◆ Required work ◆
Put each line of the listing below into a numbered list, omitting blank lines.

◆ Material to process ◆
^^^^^^^^

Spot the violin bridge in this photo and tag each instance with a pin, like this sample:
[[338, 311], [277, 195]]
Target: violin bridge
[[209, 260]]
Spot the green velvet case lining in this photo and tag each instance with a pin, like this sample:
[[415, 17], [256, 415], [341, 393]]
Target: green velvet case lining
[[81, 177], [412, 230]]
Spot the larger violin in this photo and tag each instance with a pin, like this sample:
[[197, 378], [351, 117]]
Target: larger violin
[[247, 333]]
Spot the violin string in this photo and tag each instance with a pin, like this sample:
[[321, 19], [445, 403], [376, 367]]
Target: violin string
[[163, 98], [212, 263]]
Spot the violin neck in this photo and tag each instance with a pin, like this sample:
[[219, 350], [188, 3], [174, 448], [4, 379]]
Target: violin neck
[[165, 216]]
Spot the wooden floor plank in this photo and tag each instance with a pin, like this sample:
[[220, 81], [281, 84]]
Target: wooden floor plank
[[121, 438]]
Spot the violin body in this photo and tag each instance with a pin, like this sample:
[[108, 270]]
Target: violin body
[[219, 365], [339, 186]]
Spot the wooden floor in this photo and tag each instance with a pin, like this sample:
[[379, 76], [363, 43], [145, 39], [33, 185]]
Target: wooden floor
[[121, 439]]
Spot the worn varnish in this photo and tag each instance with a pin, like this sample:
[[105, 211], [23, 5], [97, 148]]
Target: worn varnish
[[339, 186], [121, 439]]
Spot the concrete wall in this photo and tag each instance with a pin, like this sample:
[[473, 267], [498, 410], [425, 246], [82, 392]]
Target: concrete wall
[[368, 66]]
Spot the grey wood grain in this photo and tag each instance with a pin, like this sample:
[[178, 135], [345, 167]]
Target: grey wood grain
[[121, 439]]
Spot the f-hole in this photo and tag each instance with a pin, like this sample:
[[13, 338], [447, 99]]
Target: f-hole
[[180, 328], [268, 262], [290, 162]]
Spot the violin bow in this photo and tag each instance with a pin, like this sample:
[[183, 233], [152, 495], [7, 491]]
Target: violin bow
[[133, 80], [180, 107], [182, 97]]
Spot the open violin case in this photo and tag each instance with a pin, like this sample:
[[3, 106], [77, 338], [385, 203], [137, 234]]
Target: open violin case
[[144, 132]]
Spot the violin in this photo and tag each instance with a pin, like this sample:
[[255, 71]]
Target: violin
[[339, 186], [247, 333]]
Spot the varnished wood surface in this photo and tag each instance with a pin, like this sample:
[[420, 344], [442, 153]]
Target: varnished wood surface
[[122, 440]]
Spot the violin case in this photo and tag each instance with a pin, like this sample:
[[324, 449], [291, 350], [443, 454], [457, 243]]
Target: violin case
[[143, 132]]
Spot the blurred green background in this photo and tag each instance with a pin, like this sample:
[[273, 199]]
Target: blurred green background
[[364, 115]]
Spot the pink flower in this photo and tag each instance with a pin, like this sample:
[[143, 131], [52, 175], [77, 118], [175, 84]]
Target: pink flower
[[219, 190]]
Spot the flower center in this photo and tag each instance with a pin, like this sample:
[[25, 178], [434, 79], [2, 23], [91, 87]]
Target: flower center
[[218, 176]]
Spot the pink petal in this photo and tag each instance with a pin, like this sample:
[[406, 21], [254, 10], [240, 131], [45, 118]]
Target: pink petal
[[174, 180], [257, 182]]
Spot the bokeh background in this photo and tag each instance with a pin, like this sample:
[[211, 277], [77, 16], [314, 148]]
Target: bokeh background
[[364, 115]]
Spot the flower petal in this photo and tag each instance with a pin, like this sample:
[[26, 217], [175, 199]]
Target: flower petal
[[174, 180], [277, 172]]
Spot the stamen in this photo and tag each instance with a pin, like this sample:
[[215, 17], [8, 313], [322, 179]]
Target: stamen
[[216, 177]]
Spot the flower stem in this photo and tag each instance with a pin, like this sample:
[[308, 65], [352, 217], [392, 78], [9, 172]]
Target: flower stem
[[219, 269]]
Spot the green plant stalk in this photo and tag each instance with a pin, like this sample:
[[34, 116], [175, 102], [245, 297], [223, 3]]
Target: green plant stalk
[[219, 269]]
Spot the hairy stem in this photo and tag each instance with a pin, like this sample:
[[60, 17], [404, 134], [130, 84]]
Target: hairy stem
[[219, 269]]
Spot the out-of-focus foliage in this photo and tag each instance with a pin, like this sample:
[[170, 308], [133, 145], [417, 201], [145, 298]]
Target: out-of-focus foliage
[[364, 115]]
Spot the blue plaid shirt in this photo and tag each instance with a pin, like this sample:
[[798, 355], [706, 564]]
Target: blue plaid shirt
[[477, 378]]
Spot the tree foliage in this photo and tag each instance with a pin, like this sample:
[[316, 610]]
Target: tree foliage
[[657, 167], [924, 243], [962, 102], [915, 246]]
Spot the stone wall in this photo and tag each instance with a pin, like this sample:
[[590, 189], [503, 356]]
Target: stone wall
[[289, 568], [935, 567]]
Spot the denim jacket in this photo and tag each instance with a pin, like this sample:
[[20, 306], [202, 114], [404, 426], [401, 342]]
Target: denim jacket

^^^^^^^^

◆ Answer to this problem ◆
1. Spot the violin bridge in this photo and tag each instance with a pin, like this sample:
2. [[338, 311], [277, 195]]
3. Target: violin bridge
4. [[209, 260]]
5. Spot the green velvet case lining in this photo and tag each instance with a pin, like this sample:
6. [[415, 17], [256, 415], [341, 393]]
7. Target: green velvet case lining
8. [[81, 177], [412, 230]]
9. Spot the larger violin in this photo and tag each instance with a pin, like this sample:
10. [[197, 378], [351, 117]]
11. Target: larger violin
12. [[247, 333]]
13. Spot the violin string in this photo and tag each instance with a pin, like this sample:
14. [[321, 19], [445, 403], [376, 367]]
15. Target: violin string
16. [[163, 98], [212, 263]]
17. Spot the violin neck in this photo and tag each instance with a pin, like this sample:
18. [[219, 350], [188, 3], [174, 448], [4, 379]]
19. Target: violin neck
20. [[165, 216]]
21. Spot the wooden floor plank in this photo and tag each instance with a pin, like this sample:
22. [[220, 81], [281, 84]]
23. Target: wooden floor plank
24. [[121, 438]]
25. Spot the violin body in this photo and tag each instance with a pin, like this sample:
26. [[108, 270]]
27. Target: violin body
28. [[219, 365], [339, 186]]
29. Spot the wooden floor in this photo and tag each instance with a pin, like this sample:
30. [[379, 76], [363, 43], [145, 39], [33, 185]]
31. Target: wooden floor
32. [[121, 439]]
33. Spot the worn varnish in this photo and tag each instance with a pin, like this sample:
34. [[105, 211], [23, 5], [97, 148]]
35. Target: worn varnish
36. [[339, 186], [121, 439]]
37. Spot the concrete wall in this photo and tag each instance with a pin, like this sample:
38. [[473, 267], [498, 410], [425, 246], [82, 392]]
39. Target: concrete wall
40. [[368, 66]]
41. Spot the grey wood grain in this photo and tag each instance with a pin, like this sample:
42. [[178, 135], [345, 167]]
43. Target: grey wood grain
44. [[121, 439]]
45. Spot the f-hole in this photo and tag each instance with a pin, like this sample:
46. [[13, 338], [447, 99]]
47. Target: f-hole
48. [[180, 328], [268, 262], [290, 162]]
49. Spot the violin bow in this photo and tag each instance with a pin, like this sample:
50. [[183, 233], [152, 495], [7, 491]]
51. Target: violin bow
52. [[133, 80], [180, 107], [182, 97]]
53. Spot the open violin case in this photo and tag each instance with a pin, like this sample:
54. [[3, 106], [77, 338], [385, 203], [137, 234]]
55. Target: open violin case
56. [[144, 132]]
57. Spot the violin in this photo and tag each instance with a pin, like this sample:
58. [[255, 71]]
59. Target: violin
60. [[339, 186], [247, 333]]
61. Spot the varnished wood surface in this photo and tag each instance with a pin, like this sample:
62. [[420, 344], [442, 153]]
63. Target: varnished wood surface
64. [[122, 440]]
65. Spot the violin case in this photo and tag each instance with a pin, like this sample:
66. [[324, 449], [291, 350], [443, 454], [457, 243]]
67. Target: violin case
68. [[143, 132]]
69. Spot the blurred green background in this photo and tag each instance with a pin, like this sample:
70. [[273, 199]]
71. Target: blurred green background
72. [[364, 115]]
73. Spot the pink flower in this photo and tag each instance with a pin, like this sample:
74. [[143, 131], [52, 175], [77, 118], [175, 84]]
75. Target: pink flower
76. [[219, 190]]
77. Spot the flower center in this photo and tag each instance with a pin, like this sample:
78. [[25, 178], [434, 79], [2, 23], [91, 87]]
79. Target: flower center
80. [[218, 176]]
81. Spot the pink petal in this photo and tag each instance with a pin, like this sample:
82. [[406, 21], [254, 10], [240, 131], [45, 118]]
83. Target: pink petal
84. [[174, 180], [257, 182]]
85. Spot the bokeh background in this photo and tag each instance with a pin, like this sample:
86. [[211, 277], [77, 16], [314, 148]]
87. Target: bokeh background
88. [[364, 115]]
89. Spot the flower petal in this photo and tag each instance with a pin, like this sample:
90. [[26, 217], [175, 199]]
91. Target: flower petal
92. [[174, 180], [277, 172]]
93. Spot the stamen in this photo and tag each instance with a pin, like this sample:
94. [[215, 17], [8, 313], [322, 179]]
95. Target: stamen
96. [[216, 177]]
97. Spot the flower stem in this photo and tag each instance with a pin, like this sample:
98. [[308, 65], [352, 217], [392, 78], [9, 172]]
99. Target: flower stem
100. [[219, 269]]
101. Spot the green plant stalk in this photo and tag each instance with a pin, like this sample:
102. [[34, 116], [175, 102], [245, 297], [223, 3]]
103. Target: green plant stalk
104. [[219, 269]]
105. Spot the hairy stem in this photo and tag each instance with a pin, like this sample:
106. [[60, 17], [404, 134], [130, 84]]
107. Target: hairy stem
108. [[219, 269]]
109. Spot the out-of-focus foliage in this photo and tag each instance with a pin, like this sample:
110. [[170, 308], [133, 145], [417, 201], [145, 298]]
111. Target: out-of-focus foliage
112. [[364, 115]]
113. Spot the blue plaid shirt in this photo and tag each instance with a pin, like this sample:
114. [[798, 355], [706, 564]]
115. Target: blue plaid shirt
116. [[477, 378]]
117. Spot the tree foliage in this photo and tag each instance with a pin, like this sample:
118. [[316, 610]]
119. Target: tree foliage
120. [[657, 167], [924, 243], [962, 102], [915, 246]]
121. Spot the stone wall in this photo and tag each instance with a pin, like this sample:
122. [[590, 189], [503, 356]]
123. Target: stone wall
124. [[289, 568], [935, 567]]
125. Spot the denim jacket in this photo and tag each instance with a pin, like this sample:
126. [[20, 306], [202, 114], [404, 426], [401, 342]]
127. Target: denim jacket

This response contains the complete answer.